--- Set task ---
Copy the material below word for word, keeping every line in its original order.

--- Data excerpts ---
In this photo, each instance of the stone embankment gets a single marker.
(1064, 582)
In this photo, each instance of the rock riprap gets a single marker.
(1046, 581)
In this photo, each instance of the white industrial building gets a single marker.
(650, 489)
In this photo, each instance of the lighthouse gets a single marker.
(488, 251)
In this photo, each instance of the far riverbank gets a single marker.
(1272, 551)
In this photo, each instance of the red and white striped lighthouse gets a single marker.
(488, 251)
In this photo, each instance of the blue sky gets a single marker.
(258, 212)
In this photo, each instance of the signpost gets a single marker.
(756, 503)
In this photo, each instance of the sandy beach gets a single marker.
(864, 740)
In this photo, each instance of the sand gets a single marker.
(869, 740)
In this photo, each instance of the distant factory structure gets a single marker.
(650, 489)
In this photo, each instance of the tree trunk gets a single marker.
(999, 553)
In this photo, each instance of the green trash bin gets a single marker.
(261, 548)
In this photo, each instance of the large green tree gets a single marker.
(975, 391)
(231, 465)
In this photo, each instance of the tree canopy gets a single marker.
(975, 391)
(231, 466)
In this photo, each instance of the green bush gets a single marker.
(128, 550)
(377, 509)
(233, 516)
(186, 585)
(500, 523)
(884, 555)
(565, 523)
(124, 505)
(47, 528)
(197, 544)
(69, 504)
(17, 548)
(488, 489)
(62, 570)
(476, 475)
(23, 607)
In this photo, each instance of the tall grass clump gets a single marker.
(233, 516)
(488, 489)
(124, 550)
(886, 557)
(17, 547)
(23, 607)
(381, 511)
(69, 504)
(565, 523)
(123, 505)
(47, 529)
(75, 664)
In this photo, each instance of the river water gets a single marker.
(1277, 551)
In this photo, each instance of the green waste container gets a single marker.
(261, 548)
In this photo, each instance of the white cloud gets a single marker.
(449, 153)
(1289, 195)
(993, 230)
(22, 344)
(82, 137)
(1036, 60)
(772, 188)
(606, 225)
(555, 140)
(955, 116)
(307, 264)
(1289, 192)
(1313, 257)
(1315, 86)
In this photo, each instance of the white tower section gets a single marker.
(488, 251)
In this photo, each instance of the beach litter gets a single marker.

--- Answer to this task ---
In this photo, each instance of the stone embankment gets a single marker.
(1064, 582)
In this photo, each instance of the rock riprap gets a single marker.
(1046, 581)
In this photo, each instance of the white industrial building gets a single marker.
(650, 489)
In this photo, each instance of the lighthouse gets a single marker.
(488, 251)
In this photo, each instance of the far riverbank gets a single marker.
(1272, 551)
In this photo, each instance of the red and white striped lighthouse gets a single marker.
(488, 251)
In this photo, each instance of the blue sky gets a single marker.
(258, 212)
In this photo, each instance of the signpost gets a single marker.
(756, 503)
In this photo, each instance of the sandy beach gets a single marker.
(864, 740)
In this photo, each instance of the sand gets a single marker.
(869, 740)
In this photo, each instance of the distant factory structure gets a single marker.
(650, 489)
In this photo, each instance of the tree trunk gets a single marker.
(999, 553)
In this photo, each instance of the green trash bin gets a single marker.
(261, 548)
In this photo, each instance of the large green tree gets a single marker.
(975, 391)
(231, 465)
In this photo, each instance of the tree canopy gets a single marker.
(975, 391)
(231, 466)
In this photo, each instance of the green bush gets a single marker.
(128, 550)
(377, 509)
(233, 516)
(186, 585)
(500, 523)
(884, 555)
(565, 523)
(124, 505)
(47, 528)
(197, 544)
(69, 504)
(17, 548)
(488, 489)
(62, 570)
(476, 475)
(23, 607)
In this photo, each instance of the tall grass clump gets a single marker.
(233, 516)
(488, 489)
(124, 550)
(886, 557)
(17, 547)
(23, 607)
(381, 511)
(69, 504)
(565, 523)
(123, 505)
(47, 529)
(75, 664)
In this photo, each instance of the river water gets a single marker.
(1277, 551)
In this photo, each instance of the green waste container gets a single marker.
(261, 548)
In this photo, each instance of the white cloud gets a single marker.
(449, 153)
(1289, 195)
(993, 230)
(22, 344)
(82, 137)
(1036, 60)
(772, 188)
(606, 225)
(555, 140)
(955, 116)
(307, 264)
(1289, 192)
(1313, 257)
(1315, 86)
In this photo, each instance of the white tower section gets a single marker.
(488, 251)
In this photo, each instance of the beach litter gets a single marker.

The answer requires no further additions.